**REQUIREMENTS:** Lines before the one containing "Please point out the balcony" are excluded; print that line and every line after it through the end of the material below, exactly.

[Records contained in a dataset]
## BEGIN

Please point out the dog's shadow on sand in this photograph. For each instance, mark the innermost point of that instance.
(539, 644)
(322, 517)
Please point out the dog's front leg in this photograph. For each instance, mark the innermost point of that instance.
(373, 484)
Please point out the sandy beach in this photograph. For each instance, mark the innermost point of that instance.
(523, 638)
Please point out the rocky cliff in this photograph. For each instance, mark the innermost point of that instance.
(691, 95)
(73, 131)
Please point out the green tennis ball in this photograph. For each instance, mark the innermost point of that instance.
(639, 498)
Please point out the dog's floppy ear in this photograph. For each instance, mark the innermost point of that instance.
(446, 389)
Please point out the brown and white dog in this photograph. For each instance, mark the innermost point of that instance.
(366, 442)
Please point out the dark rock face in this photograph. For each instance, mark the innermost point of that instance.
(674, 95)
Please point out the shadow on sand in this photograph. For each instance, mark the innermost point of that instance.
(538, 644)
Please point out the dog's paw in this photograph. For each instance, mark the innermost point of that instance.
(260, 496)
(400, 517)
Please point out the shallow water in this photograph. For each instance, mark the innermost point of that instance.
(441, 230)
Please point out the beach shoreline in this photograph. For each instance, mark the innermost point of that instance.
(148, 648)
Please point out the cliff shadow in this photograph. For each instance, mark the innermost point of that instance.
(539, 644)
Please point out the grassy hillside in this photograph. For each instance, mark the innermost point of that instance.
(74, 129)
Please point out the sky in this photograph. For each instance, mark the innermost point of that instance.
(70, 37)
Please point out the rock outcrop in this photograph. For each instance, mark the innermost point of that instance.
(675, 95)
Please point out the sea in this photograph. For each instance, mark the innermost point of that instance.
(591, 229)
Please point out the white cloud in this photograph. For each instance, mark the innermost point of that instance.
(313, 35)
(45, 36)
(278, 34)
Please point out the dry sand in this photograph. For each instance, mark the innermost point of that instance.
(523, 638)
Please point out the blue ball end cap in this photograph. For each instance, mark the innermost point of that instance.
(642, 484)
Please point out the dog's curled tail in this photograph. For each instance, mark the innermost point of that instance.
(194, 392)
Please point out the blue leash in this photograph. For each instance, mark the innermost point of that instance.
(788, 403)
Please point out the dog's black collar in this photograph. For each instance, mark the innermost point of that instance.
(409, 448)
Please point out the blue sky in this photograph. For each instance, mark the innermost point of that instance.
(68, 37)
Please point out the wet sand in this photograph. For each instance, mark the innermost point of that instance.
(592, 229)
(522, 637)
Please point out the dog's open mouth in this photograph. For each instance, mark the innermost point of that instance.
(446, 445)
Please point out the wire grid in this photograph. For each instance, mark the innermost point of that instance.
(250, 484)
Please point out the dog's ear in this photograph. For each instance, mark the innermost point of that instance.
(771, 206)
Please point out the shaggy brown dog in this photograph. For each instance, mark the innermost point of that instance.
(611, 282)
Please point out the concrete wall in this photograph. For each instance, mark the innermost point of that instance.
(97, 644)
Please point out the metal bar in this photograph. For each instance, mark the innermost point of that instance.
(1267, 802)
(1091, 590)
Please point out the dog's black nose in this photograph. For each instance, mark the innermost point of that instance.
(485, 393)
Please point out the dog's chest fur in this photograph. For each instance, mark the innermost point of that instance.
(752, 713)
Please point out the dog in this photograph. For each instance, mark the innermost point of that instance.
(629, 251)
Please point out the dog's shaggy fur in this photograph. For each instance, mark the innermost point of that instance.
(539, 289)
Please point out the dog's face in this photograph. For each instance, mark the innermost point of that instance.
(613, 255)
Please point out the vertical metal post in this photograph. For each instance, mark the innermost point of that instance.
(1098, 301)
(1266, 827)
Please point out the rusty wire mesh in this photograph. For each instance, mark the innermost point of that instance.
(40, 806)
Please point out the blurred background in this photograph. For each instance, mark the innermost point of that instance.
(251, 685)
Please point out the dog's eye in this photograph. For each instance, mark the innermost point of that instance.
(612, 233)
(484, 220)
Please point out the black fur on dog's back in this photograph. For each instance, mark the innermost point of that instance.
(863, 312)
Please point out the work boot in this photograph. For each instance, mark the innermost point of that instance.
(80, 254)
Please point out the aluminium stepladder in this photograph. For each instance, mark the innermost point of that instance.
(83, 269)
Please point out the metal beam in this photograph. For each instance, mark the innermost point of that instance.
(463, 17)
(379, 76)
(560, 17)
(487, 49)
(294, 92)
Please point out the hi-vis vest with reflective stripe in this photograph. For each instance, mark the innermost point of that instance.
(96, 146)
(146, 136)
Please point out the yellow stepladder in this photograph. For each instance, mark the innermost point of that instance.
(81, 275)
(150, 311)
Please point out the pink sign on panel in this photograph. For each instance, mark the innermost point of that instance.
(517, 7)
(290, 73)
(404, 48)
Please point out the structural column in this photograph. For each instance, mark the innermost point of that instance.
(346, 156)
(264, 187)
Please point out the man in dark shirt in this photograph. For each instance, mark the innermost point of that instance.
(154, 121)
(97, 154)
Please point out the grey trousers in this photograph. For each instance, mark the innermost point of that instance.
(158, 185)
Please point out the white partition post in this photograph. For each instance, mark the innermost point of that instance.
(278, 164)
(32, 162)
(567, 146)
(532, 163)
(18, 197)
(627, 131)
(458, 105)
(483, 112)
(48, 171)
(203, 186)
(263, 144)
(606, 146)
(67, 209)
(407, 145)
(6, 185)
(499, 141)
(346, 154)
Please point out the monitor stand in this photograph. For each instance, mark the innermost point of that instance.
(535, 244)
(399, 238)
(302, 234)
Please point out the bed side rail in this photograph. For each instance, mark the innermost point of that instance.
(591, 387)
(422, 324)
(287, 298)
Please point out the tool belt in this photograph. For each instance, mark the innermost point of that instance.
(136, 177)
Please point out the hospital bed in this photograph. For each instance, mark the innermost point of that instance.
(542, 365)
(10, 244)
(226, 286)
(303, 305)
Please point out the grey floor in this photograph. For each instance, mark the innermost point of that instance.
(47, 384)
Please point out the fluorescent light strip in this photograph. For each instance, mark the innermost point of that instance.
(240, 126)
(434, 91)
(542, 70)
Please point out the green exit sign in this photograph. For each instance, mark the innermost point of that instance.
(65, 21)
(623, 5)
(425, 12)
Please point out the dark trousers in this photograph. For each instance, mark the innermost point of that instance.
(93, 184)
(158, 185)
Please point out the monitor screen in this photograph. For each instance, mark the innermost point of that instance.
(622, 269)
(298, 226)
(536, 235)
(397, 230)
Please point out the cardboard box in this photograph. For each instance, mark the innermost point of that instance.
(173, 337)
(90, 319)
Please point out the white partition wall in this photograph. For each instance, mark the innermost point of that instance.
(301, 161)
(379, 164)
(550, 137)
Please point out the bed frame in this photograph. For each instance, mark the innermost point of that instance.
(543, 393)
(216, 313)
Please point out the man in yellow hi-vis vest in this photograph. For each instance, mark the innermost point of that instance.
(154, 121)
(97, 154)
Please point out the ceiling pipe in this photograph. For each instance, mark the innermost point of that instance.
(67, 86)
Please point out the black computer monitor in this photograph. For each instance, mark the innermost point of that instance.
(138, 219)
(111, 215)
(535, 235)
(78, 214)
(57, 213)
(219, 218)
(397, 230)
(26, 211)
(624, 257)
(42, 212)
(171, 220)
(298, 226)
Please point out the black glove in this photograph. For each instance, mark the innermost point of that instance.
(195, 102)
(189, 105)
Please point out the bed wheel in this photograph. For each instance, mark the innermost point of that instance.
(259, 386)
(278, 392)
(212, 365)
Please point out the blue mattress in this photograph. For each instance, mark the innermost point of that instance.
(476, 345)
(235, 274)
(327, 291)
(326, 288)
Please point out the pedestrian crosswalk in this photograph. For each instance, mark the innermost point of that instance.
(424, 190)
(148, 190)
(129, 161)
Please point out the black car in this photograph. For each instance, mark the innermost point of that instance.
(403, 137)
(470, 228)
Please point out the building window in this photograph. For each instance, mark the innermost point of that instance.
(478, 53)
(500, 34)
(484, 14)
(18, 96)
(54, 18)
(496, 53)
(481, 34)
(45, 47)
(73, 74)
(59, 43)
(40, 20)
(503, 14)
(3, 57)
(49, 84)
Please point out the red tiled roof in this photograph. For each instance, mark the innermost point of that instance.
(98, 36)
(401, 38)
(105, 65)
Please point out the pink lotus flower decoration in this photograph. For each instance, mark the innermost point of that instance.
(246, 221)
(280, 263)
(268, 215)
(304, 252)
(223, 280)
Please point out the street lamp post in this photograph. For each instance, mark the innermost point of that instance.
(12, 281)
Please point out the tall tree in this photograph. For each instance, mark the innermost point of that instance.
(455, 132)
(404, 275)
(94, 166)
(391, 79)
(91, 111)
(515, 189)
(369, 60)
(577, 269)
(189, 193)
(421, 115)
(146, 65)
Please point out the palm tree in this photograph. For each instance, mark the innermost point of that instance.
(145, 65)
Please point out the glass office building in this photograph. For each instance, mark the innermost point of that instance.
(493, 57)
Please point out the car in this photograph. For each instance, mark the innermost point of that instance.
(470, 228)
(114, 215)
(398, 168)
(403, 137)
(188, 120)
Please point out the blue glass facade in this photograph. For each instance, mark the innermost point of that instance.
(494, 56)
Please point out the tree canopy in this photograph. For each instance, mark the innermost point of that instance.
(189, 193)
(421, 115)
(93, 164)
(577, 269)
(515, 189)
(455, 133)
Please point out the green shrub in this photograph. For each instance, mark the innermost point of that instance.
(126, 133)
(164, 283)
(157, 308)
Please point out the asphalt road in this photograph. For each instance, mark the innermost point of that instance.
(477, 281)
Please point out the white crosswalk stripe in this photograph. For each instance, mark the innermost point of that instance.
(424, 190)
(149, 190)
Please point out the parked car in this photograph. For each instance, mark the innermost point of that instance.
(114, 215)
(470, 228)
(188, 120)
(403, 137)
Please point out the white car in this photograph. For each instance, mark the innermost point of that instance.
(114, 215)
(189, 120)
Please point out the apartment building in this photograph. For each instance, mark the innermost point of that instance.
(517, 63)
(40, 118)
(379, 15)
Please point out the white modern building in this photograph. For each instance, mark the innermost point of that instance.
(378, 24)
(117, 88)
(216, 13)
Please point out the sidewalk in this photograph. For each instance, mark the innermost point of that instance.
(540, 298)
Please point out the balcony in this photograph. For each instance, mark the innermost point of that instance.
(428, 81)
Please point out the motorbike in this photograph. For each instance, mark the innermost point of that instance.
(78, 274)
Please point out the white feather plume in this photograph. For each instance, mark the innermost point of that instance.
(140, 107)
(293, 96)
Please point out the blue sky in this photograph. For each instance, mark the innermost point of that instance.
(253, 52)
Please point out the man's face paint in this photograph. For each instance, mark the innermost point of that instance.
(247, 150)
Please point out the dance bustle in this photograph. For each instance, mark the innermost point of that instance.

## END

**TASK RESULT:**
Please point out the balcony in this photograph. For each instance, mark the innermost point of that instance.
(428, 81)
Please point out the motorbike in this photograph. For each instance, mark the innermost point of that instance.
(78, 274)
Please point out the white feather plume in this photograph. For each instance, mark the innermost point of that instance.
(140, 107)
(293, 96)
Please point out the blue sky in this photograph. For each instance, mark the innermost point of that instance.
(253, 52)
Please point out the man's face paint in this photograph. For each instance, mark the innermost point of that instance.
(247, 150)
Please point out the dance bustle in this photograph. For each instance, mark the innermost point of that instance.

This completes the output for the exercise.